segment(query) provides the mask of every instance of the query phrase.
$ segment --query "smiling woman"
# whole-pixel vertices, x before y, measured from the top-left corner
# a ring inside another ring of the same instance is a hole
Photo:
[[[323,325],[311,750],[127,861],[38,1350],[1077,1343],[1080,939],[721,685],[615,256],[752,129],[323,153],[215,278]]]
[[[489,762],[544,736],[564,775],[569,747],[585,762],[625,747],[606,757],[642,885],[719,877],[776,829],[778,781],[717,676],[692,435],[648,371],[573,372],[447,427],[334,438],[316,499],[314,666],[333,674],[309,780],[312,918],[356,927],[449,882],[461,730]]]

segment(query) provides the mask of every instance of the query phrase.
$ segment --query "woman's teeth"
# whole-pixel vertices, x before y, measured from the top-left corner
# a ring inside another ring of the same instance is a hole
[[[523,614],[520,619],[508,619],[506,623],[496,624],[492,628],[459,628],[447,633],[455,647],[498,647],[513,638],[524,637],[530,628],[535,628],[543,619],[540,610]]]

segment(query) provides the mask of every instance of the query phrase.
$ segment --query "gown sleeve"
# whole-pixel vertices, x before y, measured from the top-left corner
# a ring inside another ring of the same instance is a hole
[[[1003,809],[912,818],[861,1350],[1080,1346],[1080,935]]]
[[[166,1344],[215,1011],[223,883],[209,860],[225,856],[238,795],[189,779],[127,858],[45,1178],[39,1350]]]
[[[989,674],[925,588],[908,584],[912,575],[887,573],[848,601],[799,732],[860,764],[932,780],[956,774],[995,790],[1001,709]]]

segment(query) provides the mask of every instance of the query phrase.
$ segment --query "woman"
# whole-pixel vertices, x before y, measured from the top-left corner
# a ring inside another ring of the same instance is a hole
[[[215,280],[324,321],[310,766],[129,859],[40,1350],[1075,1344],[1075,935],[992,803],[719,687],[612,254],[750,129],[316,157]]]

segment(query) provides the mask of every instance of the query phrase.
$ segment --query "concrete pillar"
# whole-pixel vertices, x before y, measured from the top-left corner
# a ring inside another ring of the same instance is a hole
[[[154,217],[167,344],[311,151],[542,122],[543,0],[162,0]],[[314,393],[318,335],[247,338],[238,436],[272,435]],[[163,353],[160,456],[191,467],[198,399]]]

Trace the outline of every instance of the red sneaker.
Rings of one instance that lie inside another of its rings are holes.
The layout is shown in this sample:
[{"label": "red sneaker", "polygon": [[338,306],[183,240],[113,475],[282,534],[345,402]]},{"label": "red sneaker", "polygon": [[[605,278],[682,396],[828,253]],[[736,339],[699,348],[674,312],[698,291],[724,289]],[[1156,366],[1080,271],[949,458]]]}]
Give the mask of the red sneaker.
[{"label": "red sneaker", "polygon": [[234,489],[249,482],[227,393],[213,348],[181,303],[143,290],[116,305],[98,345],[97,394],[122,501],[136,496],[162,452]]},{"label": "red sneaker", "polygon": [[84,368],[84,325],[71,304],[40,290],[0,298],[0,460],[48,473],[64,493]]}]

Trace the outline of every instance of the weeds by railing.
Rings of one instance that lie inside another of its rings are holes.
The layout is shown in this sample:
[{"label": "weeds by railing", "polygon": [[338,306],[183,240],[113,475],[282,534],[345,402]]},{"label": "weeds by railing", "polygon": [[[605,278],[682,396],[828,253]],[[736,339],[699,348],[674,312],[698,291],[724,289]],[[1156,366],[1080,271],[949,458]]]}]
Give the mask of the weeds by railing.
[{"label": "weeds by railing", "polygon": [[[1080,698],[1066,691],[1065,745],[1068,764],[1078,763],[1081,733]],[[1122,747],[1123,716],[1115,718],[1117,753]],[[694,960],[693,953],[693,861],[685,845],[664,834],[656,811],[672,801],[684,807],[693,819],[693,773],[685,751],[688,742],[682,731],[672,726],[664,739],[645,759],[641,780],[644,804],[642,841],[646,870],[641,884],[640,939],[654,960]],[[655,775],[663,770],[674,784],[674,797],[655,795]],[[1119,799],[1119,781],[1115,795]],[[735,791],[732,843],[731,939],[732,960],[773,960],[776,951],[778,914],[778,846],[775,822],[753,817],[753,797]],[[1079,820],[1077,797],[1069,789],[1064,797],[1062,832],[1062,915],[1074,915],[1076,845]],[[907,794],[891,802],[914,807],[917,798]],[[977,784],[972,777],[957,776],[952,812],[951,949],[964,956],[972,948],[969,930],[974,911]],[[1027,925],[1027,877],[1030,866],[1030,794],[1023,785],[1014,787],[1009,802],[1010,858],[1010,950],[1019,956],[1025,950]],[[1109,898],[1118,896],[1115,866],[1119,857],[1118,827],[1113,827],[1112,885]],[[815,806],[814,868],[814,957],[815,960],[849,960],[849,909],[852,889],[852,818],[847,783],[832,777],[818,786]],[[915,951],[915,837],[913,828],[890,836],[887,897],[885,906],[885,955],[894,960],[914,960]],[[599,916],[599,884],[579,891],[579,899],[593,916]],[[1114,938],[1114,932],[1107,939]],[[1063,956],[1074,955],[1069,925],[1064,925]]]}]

══════════════════════════════

• [Problem requirements] For each record in the listing, output it again exactly.

• [Solution]
segment(query) provides the mask of every instance of the query phrase.
$ segment --query "smiling woman"
# whole-pixel vertices, x before y, measured from the top-left corner
# a ring inside another ring of the same instance is a hole
Photo:
[[[323,325],[311,750],[127,861],[38,1350],[1077,1343],[1080,939],[721,685],[615,256],[752,129],[323,153],[215,278]]]
[[[489,762],[544,736],[564,775],[569,747],[585,762],[625,747],[606,757],[642,885],[719,877],[776,829],[778,781],[717,676],[692,435],[648,371],[573,372],[447,427],[334,438],[316,499],[314,666],[333,674],[309,780],[312,918],[356,927],[449,882],[461,730]]]

segment(query) provides the mask of every instance of the query phrase.
$ segment --query "woman's teeth"
# whole-pixel vertices, x before y, measured from the top-left corner
# a ring inside another ring of the same instance is a hole
[[[523,614],[520,619],[508,619],[506,623],[496,624],[492,628],[459,628],[447,633],[455,647],[498,647],[513,638],[524,637],[530,628],[535,628],[543,619],[540,610]]]

segment(query) provides the mask of every instance of the query phrase.
$ segment --query "gown sleeve"
# whole-pixel vertices, x before y, measured from the top-left corner
# a ring inside another ring of the same instance is a hole
[[[1003,809],[912,818],[861,1350],[1080,1346],[1080,935]]]
[[[166,1344],[215,1011],[223,883],[209,860],[225,856],[238,795],[189,779],[127,858],[45,1178],[39,1350]]]
[[[989,674],[925,588],[908,584],[912,575],[887,573],[848,601],[799,732],[860,764],[932,780],[956,774],[995,790],[1001,709]]]

segment(query) provides the mask of every instance of the query phrase.
$ segment --query "woman"
# whole-pixel vertices, x before y, measured from the top-left corner
# a ring inside another ring of the same instance is a hole
[[[215,280],[324,321],[310,766],[129,859],[40,1350],[1075,1344],[1075,935],[992,803],[719,687],[612,254],[750,129],[316,157]]]

segment(query) provides the mask of every instance of the query phrase.
$ segment --query "concrete pillar"
# whole-pixel vertices, x before y, measured from the top-left corner
# a ring inside another ring of the same instance is a hole
[[[154,217],[167,344],[311,151],[542,122],[543,0],[162,0]],[[314,393],[318,335],[247,338],[238,436],[272,435]],[[163,353],[160,456],[191,467],[198,399]]]

Trace the outline of every instance of the red sneaker.
Rings of one instance that lie inside another of its rings are holes.
The layout is shown in this sample:
[{"label": "red sneaker", "polygon": [[338,306],[183,240],[113,475],[282,534],[345,402]]},{"label": "red sneaker", "polygon": [[[605,278],[682,396],[828,253]],[[736,339],[699,348],[674,312],[698,291],[724,289]],[[1156,366],[1080,271],[949,458]]]}]
Give the mask of the red sneaker.
[{"label": "red sneaker", "polygon": [[234,489],[249,482],[227,393],[213,348],[181,303],[143,290],[116,305],[98,345],[97,394],[122,501],[136,496],[162,452]]},{"label": "red sneaker", "polygon": [[84,368],[84,325],[71,304],[40,290],[0,298],[0,460],[48,473],[64,493]]}]

Trace the outline of every instance of the weeds by railing.
Rings of one instance that lie inside another of its rings are holes.
The layout is shown in this sample:
[{"label": "weeds by railing", "polygon": [[338,306],[183,240],[113,475],[282,534],[345,402]]},{"label": "weeds by railing", "polygon": [[[605,278],[682,396],[828,253]],[[736,339],[699,348],[674,312],[698,291],[724,289]],[[1156,366],[1080,271],[949,458]]]}]
Give the mask of the weeds by railing.
[{"label": "weeds by railing", "polygon": [[[1080,698],[1066,691],[1065,745],[1068,764],[1078,763],[1081,733]],[[1122,747],[1123,716],[1115,718],[1117,753]],[[694,960],[693,953],[693,861],[685,845],[664,834],[656,811],[672,801],[684,807],[693,819],[693,773],[685,751],[688,742],[682,731],[672,726],[664,739],[645,759],[641,780],[644,804],[642,841],[646,870],[641,884],[640,939],[654,960]],[[655,775],[663,770],[674,784],[674,797],[655,795]],[[1119,799],[1119,781],[1115,795]],[[735,791],[732,843],[731,939],[732,960],[773,960],[776,951],[778,914],[778,846],[775,822],[753,817],[753,797]],[[1079,820],[1077,797],[1069,789],[1064,797],[1062,832],[1062,915],[1074,915],[1076,845]],[[907,794],[891,802],[914,807],[917,798]],[[977,784],[972,777],[957,776],[952,812],[951,949],[964,956],[972,948],[969,930],[974,911]],[[1027,925],[1027,877],[1030,866],[1030,794],[1023,785],[1014,787],[1009,802],[1010,858],[1010,950],[1019,956],[1025,950]],[[1109,898],[1118,896],[1115,866],[1119,857],[1118,827],[1113,827],[1112,885]],[[815,806],[814,868],[814,957],[815,960],[849,960],[849,909],[852,889],[852,818],[847,783],[832,777],[818,786]],[[915,951],[915,837],[913,828],[890,836],[887,897],[885,906],[885,955],[894,960],[914,960]],[[599,916],[599,884],[579,891],[579,899],[593,916]],[[1114,938],[1114,932],[1107,939]],[[1063,956],[1074,955],[1069,925],[1064,925]]]}]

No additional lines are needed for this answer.